>> Start PROVIDED PASSAGE

2. Evaluate Yourself First
Before I ever go into a situation, I evaluate myself within the situation. Even if I had nothing to do with what occurred, I try to find something I can learn from the situation. Is there anything that I can do to improve myself? How can I learn to communicate better when things like this happen? Is there anything the people I am helping can teach me? Galatians 6:4-5 states, “Pay careful attention to your own work, for then you will get the satisfaction of a job well done, and you won’t need to compare yourself to anyone else. For we are each responsible for our own conduct.” There is always something we can learn from confrontation—we can never assume we are right in any situation; there is always something we can learn.
Whenever I go in to speak with someone, I take a moment to look at my reactions and emotions. If I find myself being biased, I try to find the reason why, and I begin to pray that God will help me change my perspective. If I ever have to speak with someone who hurt me, I try to evaluate the situation to see if there is anything that I did wrong. So, when I do speak to them, I can let them know that I didn’t handle things well either—no one is ever perfectly right or perfectly wrong.
3. Pray for God’s Wisdom
No matter how much we learn, we will never have the wisdom that our Heavenly Father does. James 1:5-6 states, “If you need wisdom, ask our generous God, and he will give it to you. He will not rebuke you for asking. But when you ask him, be sure that your faith is in God alone. Do not waver, for a person with divided loyalty is as unsettled as a wave of the sea that is blown and tossed by the wind.” Our personal experiences can help us, but nothing we have learned or experienced can ever help us the way God’s wisdom can.

>> End PROVIDED PASSAGE

* REQUIREMENT *
Carry on the passage about handling confrontation through faith, beginning after its final sentence.

>> Start EXTRACTED DATA

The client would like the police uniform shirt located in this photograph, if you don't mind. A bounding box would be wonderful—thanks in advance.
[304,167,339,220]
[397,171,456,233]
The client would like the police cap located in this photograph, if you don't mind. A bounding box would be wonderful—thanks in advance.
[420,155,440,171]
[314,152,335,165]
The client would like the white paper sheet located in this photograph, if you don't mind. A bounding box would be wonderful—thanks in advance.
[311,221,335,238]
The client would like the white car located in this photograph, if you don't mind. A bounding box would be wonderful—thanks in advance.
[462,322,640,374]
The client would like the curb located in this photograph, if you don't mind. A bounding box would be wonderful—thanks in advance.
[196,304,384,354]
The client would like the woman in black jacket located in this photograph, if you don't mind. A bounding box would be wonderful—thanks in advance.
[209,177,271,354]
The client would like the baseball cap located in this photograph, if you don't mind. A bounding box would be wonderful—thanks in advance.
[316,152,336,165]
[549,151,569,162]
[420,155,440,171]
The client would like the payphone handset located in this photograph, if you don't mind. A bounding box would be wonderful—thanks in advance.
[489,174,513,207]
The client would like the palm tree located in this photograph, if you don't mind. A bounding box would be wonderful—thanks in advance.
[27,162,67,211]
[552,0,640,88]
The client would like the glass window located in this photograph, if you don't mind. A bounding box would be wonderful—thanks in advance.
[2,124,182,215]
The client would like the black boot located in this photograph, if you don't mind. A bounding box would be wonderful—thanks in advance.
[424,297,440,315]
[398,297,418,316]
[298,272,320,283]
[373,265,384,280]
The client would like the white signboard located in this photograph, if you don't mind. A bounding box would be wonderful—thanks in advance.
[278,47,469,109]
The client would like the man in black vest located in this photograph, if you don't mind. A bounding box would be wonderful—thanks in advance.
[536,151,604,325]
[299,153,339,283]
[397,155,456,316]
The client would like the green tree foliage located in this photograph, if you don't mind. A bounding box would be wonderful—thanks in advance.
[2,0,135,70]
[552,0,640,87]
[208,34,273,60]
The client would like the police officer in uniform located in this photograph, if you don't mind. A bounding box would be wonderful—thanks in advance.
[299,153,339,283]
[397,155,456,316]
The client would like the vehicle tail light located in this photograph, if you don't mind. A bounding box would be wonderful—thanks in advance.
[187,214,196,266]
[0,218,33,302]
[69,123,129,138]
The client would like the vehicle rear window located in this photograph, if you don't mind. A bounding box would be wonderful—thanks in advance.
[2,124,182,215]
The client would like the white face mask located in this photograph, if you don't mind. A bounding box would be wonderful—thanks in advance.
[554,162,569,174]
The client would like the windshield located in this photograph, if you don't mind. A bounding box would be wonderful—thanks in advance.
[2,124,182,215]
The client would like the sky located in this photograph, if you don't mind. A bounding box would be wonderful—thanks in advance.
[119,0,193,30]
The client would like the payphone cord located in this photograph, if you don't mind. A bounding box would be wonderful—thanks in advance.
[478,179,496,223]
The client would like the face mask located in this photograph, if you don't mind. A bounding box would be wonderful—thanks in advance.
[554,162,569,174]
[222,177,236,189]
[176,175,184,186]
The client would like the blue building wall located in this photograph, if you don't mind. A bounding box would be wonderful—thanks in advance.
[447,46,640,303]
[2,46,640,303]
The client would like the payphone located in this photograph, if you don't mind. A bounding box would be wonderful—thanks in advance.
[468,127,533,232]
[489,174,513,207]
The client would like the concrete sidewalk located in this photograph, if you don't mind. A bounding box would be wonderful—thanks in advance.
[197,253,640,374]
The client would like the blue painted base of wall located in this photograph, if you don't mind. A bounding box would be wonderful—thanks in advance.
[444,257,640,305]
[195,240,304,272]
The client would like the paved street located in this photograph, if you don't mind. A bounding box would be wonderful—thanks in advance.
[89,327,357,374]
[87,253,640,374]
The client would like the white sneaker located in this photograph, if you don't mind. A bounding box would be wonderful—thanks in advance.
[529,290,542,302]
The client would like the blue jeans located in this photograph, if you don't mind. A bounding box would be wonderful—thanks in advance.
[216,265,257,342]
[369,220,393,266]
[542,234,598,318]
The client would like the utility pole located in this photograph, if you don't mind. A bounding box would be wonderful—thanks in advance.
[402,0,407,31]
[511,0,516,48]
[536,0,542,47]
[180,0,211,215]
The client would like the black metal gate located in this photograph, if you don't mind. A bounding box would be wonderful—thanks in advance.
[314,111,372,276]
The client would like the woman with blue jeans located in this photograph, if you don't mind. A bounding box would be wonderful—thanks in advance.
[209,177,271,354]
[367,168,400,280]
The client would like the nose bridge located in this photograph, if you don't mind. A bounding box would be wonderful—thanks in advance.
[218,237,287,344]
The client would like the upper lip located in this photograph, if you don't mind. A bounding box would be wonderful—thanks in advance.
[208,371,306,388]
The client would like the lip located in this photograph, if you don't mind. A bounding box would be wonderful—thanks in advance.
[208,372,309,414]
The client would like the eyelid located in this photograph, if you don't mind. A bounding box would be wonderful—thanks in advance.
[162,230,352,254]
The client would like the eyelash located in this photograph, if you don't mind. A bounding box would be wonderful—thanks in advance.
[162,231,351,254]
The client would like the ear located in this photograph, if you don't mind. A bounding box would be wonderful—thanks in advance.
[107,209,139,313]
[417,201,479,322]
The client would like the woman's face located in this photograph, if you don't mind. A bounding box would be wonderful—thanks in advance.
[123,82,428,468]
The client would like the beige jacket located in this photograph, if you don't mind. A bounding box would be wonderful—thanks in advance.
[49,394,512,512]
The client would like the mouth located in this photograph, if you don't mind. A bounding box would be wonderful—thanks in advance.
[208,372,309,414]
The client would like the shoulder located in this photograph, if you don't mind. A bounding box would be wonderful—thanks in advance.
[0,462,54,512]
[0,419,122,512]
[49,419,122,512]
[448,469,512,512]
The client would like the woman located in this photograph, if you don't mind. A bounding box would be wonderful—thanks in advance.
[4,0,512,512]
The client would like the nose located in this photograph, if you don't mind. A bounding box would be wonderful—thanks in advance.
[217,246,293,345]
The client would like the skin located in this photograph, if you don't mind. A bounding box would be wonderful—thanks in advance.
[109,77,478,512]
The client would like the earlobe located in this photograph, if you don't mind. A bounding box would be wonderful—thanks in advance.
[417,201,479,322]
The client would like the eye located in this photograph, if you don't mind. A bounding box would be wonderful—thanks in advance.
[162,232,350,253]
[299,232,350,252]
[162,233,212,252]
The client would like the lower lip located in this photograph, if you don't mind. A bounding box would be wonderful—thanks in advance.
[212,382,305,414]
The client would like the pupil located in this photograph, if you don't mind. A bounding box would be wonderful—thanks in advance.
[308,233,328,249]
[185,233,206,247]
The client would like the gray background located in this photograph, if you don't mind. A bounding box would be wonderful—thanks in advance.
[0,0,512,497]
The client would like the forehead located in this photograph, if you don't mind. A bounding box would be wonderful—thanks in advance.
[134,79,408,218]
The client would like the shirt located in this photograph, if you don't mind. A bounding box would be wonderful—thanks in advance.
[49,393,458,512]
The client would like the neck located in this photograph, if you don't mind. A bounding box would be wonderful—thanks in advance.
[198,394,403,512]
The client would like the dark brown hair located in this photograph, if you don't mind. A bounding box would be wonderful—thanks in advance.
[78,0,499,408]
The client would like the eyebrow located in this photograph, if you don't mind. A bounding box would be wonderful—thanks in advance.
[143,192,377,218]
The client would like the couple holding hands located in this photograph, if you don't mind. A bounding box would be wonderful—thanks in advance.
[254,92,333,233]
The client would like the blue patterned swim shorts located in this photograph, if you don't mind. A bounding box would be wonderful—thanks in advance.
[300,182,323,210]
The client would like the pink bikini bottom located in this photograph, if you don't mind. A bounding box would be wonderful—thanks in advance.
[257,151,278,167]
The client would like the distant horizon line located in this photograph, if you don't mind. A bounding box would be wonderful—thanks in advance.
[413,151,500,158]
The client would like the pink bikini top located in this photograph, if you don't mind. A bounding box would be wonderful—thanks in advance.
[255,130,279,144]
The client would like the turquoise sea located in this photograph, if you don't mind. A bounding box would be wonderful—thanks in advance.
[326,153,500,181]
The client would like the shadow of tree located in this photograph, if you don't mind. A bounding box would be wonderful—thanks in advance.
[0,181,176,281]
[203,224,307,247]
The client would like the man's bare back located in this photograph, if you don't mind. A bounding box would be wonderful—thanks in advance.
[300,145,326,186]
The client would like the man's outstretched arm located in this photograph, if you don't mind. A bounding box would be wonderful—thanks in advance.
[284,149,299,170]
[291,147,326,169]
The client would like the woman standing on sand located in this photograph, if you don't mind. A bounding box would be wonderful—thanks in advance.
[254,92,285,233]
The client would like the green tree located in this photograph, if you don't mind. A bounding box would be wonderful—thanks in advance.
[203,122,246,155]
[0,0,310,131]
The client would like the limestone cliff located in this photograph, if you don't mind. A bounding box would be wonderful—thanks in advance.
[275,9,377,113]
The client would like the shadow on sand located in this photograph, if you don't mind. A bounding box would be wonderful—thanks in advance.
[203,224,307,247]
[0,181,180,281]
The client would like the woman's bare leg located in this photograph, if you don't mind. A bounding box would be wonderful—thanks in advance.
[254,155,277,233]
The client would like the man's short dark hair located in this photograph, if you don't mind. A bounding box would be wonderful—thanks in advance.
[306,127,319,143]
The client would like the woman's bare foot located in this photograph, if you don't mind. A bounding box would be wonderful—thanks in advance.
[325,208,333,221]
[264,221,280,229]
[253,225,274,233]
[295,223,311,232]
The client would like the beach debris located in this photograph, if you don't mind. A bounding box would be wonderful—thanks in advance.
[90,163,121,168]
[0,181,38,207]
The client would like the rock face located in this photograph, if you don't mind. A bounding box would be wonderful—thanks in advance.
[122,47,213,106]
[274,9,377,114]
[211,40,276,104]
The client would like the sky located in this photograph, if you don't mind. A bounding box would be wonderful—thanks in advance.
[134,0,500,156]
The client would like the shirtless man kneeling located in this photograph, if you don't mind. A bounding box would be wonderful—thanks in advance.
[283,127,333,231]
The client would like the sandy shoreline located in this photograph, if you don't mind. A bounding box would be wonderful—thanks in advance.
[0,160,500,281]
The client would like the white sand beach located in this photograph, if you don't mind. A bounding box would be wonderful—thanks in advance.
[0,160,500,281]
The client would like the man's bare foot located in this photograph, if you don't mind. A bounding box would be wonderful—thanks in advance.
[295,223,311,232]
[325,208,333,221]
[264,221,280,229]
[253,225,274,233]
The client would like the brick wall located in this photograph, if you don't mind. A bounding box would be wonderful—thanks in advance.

>> End EXTRACTED DATA

* RESULT *
As I’ve stated before, I hate confrontation. A lot of times, I spend most of the day anxious about my meeting with the person. Because of my fear, I find myself praying constantly throughout the day for God to help me. I beg Him for the words to say, and the composure to handle the situation correctly. When it comes time for the meeting to begin, I find the fear has disappeared. I listen, and I speak, the entire time, continuously praying for wisdom. I know that, in my own power, I could not have handled the situation on my own—I needed God’s wisdom to help me.
Confrontation is never easy, but if we have the proper attitude, evaluate ourselves, and pray for wisdom, we will find ourselves learning from the situation and growing in our spiritual walk with God.
How can you use these three steps to help you when you have to confront others?
What can you learn from the past experiences with confrontation?
Abba, Confrontation is difficult for me; I’d prefer to always get along with everyone, but I know that is not a realistic way to live. Whenever confrontation comes into my life, I pray that you will give me wisdom on how to handle the situation. Help me to use these experiences to learn more about myself and about you. Thank you for being there for me at all times. I love you. Amen.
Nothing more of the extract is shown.